* [Extrait du document]:
"On est tous le boomer de quelqu'un d'autre."
Huit ans. Cela fait huit ans que Dimmu Borgir n’avait rien sorti (pour ce qui est des albums purement studio, s’entend). Attente interminable pour les uns, « tant mieux » pour les autres, car Dimmu Borgir est devenu une grosse machine autant adulée que détestée. Le blockbuster du « Black » Sympho est ainsi de retour, avec une carrière qui semble avoir donc pris un rythme à la Rammstein (et encore, eux, il va falloir probablement attendre 10 ans si ce n’est plus encore). La succession d’Abrahadabra est donc en marche, ce qui laisse déjà une question en suspens : que va faire le groupe ? Mettre encore plus de Sympho, refaire du « Black », autre chose ? La réponse sera à la fois simple et compliquée mais d’abord, revenons un peu en arrière. Je dois avouer que pour ma part, Dimmu Borgir peut se targuer de n’avoir jamais sorti de réelle bouse. Jusqu’à Death Cult Armageddon (2003), c’était presque irréprochable, malgré le virage « bombastic » qui a pu en irriter certains. Ensuite, on passe vite fait sur le remake de Stormblåst que j’ai toujours apprécié pour diverses raisons, pour arriver à In Sorte Diaboli (2007), peut-être un peu faible dans l’absolu mais au final plus anecdotique que réellement mauvais (et on y trouve quand même de bonnes compos comme "The Chosen Legacy" ou "The Conspiracy Unfolds"). Avec Abrahadabra (2010), le groupe arrivait à une charnière délicate, ayant dégagé la moitié de son line-up, pour un résultat tout de même satisfaisant, un minimum inspiré et efficace, avec même quelques originalités, pour un effort plus symphonique qui certes était relativement pauvre en termes de « Metal » mais restait cohérent et réussi. Certes, on se situait bien loin de la classe de Puritanical Euphoric Misanthropia ou Death Cult Armageddon. Mais contrairement à Cradle Of Filth qui a pu décevoir (l’étron infâme Thornography (2006) qui a été tout de même été suivi d’une période de regain de forme, même si le fait de sortir un album tous les deux ou trois ans a fini par montrer ses limites), Dimmu Borgir n’est jamais tombé assez bas pour avoir une réelle tache dans sa discographie. Alors les choses vont-elles changer avec Eonian, 10ème album des Norvégiens qui s’est fait sacrément attendre ?

* [Consigne A]: D'après la critique, quel rang Eonian occupe-t-il dans la discographie de Dimmu Borgir ?
Cette critique et les entrées sont deux matériaux sans lien entre eux.

* [Entrées fournies]:
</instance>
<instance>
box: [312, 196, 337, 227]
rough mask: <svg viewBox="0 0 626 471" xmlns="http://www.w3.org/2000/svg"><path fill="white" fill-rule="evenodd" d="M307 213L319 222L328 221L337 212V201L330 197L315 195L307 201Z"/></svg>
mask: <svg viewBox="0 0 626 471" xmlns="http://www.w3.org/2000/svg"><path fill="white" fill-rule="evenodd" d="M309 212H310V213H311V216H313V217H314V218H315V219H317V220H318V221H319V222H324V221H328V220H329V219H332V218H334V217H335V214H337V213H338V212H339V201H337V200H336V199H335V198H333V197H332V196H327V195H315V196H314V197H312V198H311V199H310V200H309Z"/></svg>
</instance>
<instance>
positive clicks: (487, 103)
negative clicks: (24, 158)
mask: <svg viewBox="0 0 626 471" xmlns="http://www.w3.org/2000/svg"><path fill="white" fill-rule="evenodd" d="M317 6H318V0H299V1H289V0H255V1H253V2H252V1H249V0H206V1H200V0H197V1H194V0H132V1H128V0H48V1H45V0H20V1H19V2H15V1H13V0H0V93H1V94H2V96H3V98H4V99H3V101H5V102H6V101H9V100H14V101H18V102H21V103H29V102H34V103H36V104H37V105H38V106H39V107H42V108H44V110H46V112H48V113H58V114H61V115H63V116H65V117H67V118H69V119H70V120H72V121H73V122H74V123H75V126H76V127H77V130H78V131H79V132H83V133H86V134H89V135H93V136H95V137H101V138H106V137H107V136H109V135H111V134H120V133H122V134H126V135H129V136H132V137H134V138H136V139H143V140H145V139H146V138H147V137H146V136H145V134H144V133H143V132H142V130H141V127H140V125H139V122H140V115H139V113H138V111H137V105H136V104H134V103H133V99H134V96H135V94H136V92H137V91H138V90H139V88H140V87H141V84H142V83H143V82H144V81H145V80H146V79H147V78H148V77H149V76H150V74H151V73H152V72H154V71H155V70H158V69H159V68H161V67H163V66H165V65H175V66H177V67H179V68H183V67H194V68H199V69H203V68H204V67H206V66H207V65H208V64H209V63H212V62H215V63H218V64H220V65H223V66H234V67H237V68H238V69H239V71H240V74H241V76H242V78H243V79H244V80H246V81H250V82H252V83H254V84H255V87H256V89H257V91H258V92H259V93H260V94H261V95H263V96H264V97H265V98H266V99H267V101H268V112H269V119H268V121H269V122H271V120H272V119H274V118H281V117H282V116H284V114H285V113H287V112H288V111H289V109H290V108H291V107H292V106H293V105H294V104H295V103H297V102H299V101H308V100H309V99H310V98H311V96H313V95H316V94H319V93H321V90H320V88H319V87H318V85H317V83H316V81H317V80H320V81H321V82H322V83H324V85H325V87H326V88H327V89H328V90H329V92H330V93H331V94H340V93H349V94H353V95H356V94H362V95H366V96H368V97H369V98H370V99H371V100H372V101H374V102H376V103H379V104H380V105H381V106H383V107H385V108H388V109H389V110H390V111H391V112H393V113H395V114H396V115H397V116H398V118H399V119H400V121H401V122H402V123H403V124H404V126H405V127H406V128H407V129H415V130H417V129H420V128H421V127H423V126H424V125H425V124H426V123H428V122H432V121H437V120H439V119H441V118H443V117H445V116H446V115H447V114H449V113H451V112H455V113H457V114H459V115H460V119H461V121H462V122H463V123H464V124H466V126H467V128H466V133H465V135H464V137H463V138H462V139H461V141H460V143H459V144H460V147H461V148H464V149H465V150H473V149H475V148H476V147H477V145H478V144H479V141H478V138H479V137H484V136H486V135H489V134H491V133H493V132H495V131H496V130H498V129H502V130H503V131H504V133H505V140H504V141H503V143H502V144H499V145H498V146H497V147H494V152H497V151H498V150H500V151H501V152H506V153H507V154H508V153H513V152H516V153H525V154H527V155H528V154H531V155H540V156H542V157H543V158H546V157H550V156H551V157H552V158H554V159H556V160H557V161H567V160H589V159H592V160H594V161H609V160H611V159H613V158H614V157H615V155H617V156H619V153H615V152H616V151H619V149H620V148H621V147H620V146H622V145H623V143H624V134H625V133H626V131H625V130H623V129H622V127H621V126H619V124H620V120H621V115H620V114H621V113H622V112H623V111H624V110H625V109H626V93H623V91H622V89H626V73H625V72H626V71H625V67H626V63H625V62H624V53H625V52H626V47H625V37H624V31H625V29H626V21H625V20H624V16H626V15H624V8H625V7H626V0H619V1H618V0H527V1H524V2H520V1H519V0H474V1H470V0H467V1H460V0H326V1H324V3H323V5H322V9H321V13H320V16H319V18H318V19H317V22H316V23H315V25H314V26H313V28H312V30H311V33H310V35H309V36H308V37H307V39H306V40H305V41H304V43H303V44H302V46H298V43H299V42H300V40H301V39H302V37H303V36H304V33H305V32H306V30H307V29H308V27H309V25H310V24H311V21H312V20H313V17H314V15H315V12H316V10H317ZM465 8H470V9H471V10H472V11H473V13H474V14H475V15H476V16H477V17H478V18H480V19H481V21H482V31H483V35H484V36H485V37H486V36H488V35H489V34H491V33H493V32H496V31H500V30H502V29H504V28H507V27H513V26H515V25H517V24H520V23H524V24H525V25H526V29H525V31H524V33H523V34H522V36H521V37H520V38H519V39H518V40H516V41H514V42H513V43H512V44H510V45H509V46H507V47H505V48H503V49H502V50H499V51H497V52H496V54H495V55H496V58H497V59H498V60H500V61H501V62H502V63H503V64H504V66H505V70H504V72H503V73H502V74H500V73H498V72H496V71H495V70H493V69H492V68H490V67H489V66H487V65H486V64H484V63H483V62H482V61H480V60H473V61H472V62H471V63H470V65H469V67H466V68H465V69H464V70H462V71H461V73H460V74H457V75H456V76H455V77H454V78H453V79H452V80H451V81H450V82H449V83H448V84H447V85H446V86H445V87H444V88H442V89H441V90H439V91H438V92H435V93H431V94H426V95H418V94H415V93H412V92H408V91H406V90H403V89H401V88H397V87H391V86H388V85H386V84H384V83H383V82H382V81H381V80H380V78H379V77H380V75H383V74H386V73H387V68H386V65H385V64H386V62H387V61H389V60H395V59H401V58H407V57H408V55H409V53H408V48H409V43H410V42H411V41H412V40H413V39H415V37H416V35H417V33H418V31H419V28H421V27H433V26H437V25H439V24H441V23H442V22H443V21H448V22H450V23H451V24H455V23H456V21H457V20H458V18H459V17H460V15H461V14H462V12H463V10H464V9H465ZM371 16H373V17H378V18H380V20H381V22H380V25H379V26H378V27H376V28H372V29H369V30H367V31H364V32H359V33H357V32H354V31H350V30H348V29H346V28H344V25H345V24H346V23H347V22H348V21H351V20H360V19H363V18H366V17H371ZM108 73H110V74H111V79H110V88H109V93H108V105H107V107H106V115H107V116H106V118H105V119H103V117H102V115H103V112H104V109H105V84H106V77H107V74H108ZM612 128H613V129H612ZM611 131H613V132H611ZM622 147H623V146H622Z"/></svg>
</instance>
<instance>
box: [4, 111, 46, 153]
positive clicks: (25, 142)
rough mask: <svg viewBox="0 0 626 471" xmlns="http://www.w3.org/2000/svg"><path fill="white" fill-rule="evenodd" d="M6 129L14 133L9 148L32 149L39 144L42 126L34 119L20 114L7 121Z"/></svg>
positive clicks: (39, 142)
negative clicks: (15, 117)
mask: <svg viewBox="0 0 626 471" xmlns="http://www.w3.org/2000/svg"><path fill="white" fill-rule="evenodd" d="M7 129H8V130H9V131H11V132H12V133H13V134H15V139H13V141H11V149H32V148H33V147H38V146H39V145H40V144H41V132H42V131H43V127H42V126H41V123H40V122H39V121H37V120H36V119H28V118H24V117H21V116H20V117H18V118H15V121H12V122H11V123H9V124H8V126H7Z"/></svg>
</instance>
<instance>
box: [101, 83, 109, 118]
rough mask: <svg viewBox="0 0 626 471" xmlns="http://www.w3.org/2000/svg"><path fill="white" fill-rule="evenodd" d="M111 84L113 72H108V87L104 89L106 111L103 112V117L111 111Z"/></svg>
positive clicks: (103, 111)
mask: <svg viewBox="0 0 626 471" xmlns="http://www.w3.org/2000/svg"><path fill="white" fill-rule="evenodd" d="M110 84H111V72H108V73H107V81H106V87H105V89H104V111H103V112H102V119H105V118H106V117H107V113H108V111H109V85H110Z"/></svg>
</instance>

* [Consigne B]: Comptez les lignes des entrées qui contiennent la chaîne « clicks », en tenant compte de la casse, et donnez seulement ce nombre.

* [Réponse A]: C'est le 10e album du groupe.

* [Réponse B]: 6